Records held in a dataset
────────────────────

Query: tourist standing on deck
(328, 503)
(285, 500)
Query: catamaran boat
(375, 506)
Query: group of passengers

────────────────────

→ **Challenge**
Reproduce every line of the items above, including the lines that begin with "Query:", and shift each coordinate in the answers by adding 123 to it.

→ **Result below**
Query: tourist standing on deck
(451, 626)
(408, 623)
Query: catamaran boat
(498, 629)
Query: group of passengers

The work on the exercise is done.